## Instruksi
Buatlah ringkasan bacaan tentang Zero Trust di bawah ini dalam dua kalimat.

## Bacaan
──────────────────────────────

Zero Trust: Kunci Utama untuk Melindungi Sistem Bisnis dari Ancaman Cyber yang Tak Terduga

Zero Trust: Kunci Utama untuk Melindungi Sistem Bisnis dari Ancaman Cyber yang Tak Terduga
  1. Verifikasi secara Eksplisit (Verify Explicitly)
    Setiap akses ke sumber daya (resource) jaringan harus dibuktikan dengan mempertimbangkan berbagai faktor, seperti identitas pengguna, lokasi, kesehatan perangkat, layanan atau beban kerja, klasifikasi data, dan anomali yang terdeteksi. Sehingga, verifikasi keamanan tidak hanya dilakukan saat otorisasi pertama kali, namun kita harus menganalisis risiko dan memvalidasi akses dari setiap perangkat secar terus-menerus.

  2. Berikan Hak Akses Seminimum Mungkin (Least-Privilege Access)

──────────────────────────────

## Baris Data
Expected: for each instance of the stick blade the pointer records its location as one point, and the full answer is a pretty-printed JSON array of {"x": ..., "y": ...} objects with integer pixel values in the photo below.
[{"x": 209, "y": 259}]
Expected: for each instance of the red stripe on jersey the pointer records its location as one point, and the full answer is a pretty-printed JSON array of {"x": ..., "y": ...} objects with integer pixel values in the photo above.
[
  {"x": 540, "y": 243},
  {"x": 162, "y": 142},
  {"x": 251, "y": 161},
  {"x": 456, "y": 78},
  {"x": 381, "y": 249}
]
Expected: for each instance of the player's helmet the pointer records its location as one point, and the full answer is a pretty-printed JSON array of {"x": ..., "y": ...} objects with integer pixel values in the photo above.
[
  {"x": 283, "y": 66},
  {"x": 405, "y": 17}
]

──────────────────────────────

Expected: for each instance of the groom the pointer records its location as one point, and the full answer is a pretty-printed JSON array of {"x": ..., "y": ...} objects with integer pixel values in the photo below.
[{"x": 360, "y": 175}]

──────────────────────────────

## Jawaban Latihan
Zero Trust disebut sebagai kunci utama untuk melindungi sistem bisnis dari ancaman cyber yang tak terduga, dengan prinsip pertama berupa verifikasi secara eksplisit: setiap akses ke sumber daya jaringan harus dibuktikan dengan mempertimbangkan faktor seperti identitas pengguna, lokasi, kesehatan perangkat, layanan atau beban kerja, klasifikasi data, dan anomali yang terdeteksi. Verifikasi keamanan tidak hanya dilakukan saat otorisasi pertama kali, tetapi risiko harus dianalisis dan akses dari setiap perangkat divalidasi secara terus-menerus, sedangkan prinsip kedua adalah memberikan hak akses seminimum mungkin.